BEGIN MATERIAL

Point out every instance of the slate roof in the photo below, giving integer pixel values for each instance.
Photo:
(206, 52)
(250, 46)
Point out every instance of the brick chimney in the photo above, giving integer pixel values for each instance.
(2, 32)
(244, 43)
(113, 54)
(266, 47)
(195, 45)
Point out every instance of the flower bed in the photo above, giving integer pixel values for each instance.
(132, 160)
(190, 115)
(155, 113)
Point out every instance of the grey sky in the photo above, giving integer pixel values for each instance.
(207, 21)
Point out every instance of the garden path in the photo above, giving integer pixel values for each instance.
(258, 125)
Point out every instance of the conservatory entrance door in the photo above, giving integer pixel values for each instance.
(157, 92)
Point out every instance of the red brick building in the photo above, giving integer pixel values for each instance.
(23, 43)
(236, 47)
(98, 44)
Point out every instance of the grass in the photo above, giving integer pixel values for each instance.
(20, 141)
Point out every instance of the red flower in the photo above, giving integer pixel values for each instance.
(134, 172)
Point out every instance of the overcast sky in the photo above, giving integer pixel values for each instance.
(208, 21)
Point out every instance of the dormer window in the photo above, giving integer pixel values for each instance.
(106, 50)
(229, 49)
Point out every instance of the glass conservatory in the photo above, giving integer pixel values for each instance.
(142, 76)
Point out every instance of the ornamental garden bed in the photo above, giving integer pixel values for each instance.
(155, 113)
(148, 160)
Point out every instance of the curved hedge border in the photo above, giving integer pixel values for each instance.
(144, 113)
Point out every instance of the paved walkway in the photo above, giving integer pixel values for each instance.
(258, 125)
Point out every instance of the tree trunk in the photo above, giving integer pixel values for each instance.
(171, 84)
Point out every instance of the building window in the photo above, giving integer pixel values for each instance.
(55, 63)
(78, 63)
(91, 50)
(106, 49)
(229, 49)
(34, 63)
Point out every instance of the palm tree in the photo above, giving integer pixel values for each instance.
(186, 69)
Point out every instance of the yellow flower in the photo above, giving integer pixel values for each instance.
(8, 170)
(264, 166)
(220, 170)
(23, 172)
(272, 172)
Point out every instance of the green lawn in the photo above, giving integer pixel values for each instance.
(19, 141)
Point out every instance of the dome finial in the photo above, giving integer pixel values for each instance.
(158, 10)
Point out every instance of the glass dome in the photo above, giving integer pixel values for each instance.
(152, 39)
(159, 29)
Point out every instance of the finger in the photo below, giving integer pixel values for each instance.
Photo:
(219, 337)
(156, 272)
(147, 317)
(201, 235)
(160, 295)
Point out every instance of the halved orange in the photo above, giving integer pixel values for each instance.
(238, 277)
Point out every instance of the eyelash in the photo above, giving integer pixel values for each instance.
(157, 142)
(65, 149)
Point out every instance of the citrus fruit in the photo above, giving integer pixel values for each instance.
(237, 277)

END MATERIAL
BEGIN MATERIAL

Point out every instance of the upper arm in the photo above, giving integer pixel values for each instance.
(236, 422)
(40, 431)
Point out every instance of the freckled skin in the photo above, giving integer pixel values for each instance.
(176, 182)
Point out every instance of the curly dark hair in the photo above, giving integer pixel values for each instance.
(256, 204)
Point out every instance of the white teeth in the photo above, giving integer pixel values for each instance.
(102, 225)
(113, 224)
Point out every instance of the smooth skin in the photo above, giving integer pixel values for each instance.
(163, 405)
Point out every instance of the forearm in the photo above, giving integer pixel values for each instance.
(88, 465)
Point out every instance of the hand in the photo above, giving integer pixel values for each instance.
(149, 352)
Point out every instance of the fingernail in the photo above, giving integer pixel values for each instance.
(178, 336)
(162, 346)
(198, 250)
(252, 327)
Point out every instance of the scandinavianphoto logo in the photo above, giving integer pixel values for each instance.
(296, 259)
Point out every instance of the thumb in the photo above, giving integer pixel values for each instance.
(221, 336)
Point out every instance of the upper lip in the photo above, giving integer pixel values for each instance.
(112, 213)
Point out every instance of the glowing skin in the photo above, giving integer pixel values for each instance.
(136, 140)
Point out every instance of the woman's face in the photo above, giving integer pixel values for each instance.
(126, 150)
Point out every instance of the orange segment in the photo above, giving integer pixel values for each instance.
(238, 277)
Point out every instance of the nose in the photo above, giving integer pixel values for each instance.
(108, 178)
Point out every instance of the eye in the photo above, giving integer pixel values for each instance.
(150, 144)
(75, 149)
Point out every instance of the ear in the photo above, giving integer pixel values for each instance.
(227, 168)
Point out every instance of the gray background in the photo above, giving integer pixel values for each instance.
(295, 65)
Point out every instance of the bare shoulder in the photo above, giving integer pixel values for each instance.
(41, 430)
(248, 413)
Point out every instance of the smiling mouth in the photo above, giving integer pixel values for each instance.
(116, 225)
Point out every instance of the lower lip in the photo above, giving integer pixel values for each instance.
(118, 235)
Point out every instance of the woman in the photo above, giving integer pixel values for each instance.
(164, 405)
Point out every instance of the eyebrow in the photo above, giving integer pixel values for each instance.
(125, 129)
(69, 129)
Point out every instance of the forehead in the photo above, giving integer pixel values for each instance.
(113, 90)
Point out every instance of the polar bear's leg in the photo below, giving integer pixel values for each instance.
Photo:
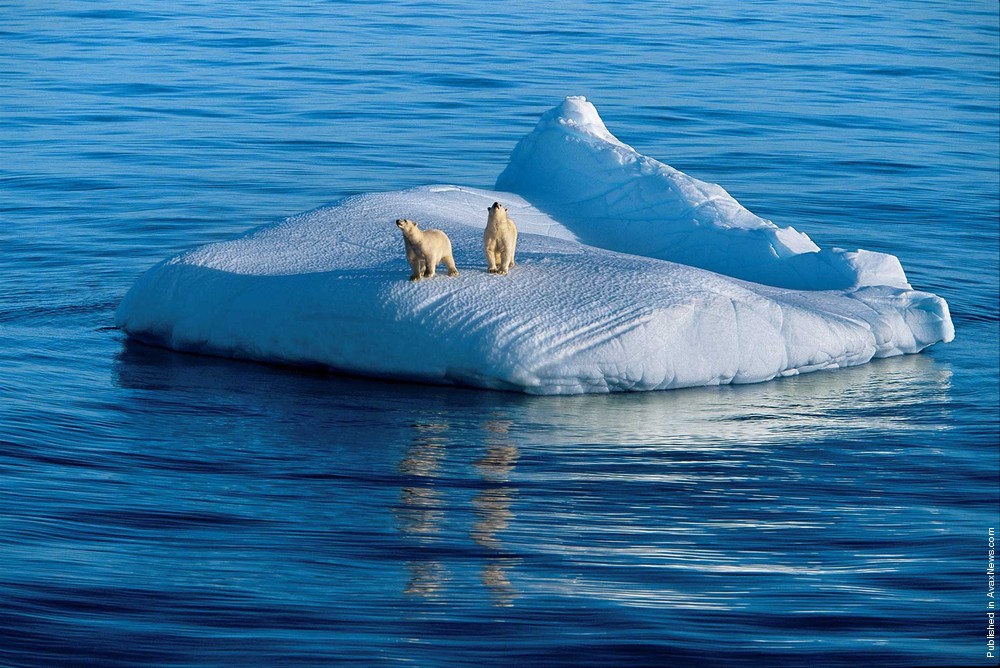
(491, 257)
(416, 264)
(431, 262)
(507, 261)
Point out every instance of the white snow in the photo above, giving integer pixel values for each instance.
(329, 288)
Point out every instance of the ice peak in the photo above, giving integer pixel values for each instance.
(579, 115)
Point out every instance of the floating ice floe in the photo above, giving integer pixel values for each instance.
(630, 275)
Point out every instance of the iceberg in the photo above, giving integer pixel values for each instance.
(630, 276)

END MATERIAL
BEGIN MATERIAL

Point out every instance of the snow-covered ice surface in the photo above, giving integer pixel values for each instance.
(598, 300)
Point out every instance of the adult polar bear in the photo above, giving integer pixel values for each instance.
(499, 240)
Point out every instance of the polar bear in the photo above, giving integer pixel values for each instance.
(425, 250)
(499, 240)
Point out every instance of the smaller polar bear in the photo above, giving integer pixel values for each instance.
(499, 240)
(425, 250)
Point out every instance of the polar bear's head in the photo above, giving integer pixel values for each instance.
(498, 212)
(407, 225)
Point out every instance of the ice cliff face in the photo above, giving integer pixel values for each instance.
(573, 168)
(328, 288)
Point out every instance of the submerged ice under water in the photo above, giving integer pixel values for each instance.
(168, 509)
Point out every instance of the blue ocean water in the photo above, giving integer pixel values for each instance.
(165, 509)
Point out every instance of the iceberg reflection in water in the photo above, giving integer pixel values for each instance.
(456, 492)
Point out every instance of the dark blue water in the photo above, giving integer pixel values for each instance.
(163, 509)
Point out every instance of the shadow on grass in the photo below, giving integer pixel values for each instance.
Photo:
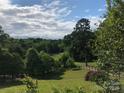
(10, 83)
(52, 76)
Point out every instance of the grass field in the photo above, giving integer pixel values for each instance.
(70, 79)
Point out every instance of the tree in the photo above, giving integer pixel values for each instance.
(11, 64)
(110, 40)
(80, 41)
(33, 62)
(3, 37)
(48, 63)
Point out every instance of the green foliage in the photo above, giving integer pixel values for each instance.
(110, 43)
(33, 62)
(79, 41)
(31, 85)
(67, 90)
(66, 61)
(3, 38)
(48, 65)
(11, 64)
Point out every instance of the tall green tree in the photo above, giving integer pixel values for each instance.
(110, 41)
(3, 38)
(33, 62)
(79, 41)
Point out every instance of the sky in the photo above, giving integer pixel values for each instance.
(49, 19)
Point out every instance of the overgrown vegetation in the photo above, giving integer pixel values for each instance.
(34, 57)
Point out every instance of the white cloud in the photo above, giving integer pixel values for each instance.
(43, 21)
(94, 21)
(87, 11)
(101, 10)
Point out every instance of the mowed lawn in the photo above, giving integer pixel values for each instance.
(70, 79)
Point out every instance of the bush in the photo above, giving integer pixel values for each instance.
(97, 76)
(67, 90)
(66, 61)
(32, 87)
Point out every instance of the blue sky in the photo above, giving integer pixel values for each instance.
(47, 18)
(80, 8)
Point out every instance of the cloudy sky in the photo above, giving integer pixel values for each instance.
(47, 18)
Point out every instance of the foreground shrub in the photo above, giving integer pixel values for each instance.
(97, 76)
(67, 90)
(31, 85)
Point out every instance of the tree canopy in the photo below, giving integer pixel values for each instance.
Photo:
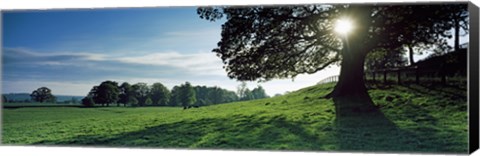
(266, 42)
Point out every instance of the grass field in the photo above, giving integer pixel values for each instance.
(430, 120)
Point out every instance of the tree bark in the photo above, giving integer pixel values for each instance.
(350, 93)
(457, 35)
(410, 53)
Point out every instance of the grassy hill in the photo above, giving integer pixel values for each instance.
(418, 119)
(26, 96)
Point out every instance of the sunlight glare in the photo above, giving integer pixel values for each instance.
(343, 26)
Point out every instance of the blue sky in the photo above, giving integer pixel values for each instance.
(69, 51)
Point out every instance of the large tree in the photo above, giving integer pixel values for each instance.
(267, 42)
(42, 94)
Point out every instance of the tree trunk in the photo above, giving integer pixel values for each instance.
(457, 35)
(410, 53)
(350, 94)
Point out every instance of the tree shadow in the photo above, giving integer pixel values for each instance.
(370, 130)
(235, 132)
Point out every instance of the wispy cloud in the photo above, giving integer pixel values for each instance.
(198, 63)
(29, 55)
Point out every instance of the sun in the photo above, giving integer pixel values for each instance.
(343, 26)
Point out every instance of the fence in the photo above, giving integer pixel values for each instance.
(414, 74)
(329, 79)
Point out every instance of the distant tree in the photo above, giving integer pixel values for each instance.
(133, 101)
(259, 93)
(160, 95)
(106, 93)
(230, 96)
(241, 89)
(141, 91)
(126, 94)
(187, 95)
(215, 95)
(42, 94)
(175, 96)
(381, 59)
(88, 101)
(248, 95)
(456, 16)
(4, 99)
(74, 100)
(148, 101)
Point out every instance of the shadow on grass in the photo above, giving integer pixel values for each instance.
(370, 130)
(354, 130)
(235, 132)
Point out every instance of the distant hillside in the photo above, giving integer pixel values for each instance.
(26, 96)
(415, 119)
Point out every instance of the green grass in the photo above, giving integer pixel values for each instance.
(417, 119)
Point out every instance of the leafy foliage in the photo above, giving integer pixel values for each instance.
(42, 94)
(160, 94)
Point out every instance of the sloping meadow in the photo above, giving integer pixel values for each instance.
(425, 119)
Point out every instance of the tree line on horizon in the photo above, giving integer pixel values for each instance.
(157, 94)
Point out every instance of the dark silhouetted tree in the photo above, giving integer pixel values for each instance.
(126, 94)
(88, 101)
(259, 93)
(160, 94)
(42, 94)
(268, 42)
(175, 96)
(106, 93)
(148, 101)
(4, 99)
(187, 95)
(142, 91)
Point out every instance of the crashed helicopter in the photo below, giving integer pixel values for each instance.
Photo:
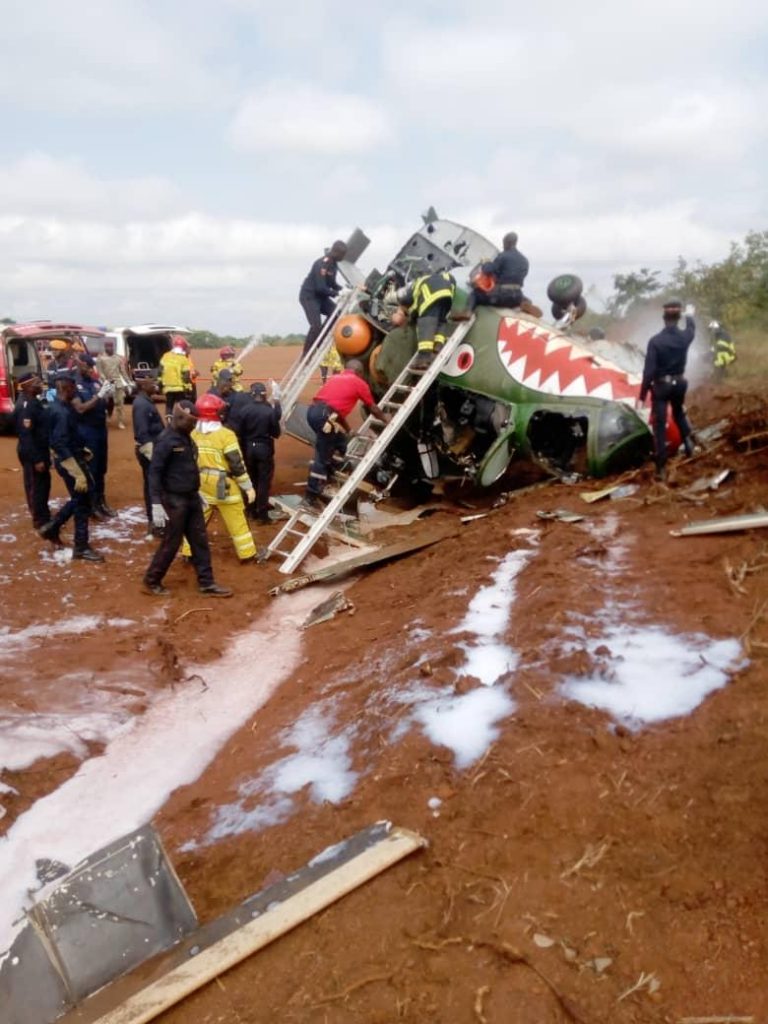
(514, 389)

END MATERIAL

-- WHAT YOU WILL DO --
Extract each line of the entries above that contains the word "conservatory".

-- EXERCISE RESPONSE --
Point out every instance of the conservatory entrance door in the photo above, giving integer pixel values for each instance.
Point out every instance of the glass conservatory in the photo above, giving integer pixel values for each instance.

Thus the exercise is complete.